Source document =
7.1.6 File SumSampleAI.out

This ﬁle is only written out when specifying run option --sample (see subsection 5.2.9. It gives a brief summary of the characteristics of the analysis and average information matrix for which samples were obtained, together with means and variances across replicates. In addition, large deviations between theoretical results from the information matrix and samples obtained are ﬂagged.

7.2 Additional results

These are large ﬁles, most likely subject to further processing by other programs. Thus they contain minimum or no text. They have extension .dat.

7.2.1 File Residuals.dat

This ﬁles gives the residuals for all observations, for the model ﬁtted and current estimates of covariance components. It has the same order as the data ﬁle, and contains 3 or more space separated columns:

(a): Column 1 contains the estimated residual.
(b): Column 2 gives the corresponding predicted observation (y-hat).
(c): Column 3 gives the corresponding observation.
(d): Column 4 gives the observation adjusted for ﬁxed eﬀects for analyses with run options --blup, --solvit or --s1step. This is useful in calculating predictive accuracies of breeding values (forward cross-validation).

The ﬁrst line contains the column names. Note that this ﬁle is not produced for runs involving iterative solution of the mixed model equations.

Summary statistics about the distribution of residuals can be readily obtained using standard statistical packages. For example, the following R commands compute means, standard deviations and quartiles, and plot the two columns against each other as well as a distribution histogram for the residuals :

EXAMPLE:

res<-read.table(‘‘Residuals.dat’’) 
summary(res); sd(res) 
par(mfrow=c(1,2)) 
plot(res[,1],res[,3]); hist(res[,1])

7.2.2 File(s) RnSoln_rname.dat

Solutions for each random eﬀect are written to a separate ﬁle. These ﬁles have names RnSoln_rname.dat, with rname representing the name of the random eﬀect. Columns in these ﬁles are :

(a): Column 1 gives the running number for the level considered
(b): Column 2 gives the corresponding original code.

(Dataset entries)
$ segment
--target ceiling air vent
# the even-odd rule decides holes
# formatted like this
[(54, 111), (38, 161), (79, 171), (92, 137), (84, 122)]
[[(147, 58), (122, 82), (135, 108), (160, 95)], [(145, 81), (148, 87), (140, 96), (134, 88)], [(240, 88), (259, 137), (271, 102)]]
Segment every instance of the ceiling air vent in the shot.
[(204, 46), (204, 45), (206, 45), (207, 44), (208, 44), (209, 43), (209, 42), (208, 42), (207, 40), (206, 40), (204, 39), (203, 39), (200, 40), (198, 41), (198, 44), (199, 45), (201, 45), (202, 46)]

Assigned task 1 = Retype the source document between "(c): Column 3" and "mixed model equations.", inclusive.
Assigned task 2 = According to the source document, what does Column 2 of the file Residuals.dat give?
You can leave the records aside.

Reply 1 =
(c): Column 3 gives the corresponding observation.
(d): Column 4 gives the observation adjusted for ﬁxed eﬀects for analyses with run options --blup, --solvit or --s1step. This is useful in calculating predictive accuracies of breeding values (forward cross-validation).

The ﬁrst line contains the column names. Note that this ﬁle is not produced for runs involving iterative solution of the mixed model equations.

Reply 2 = It gives the corresponding predicted observation (y-hat).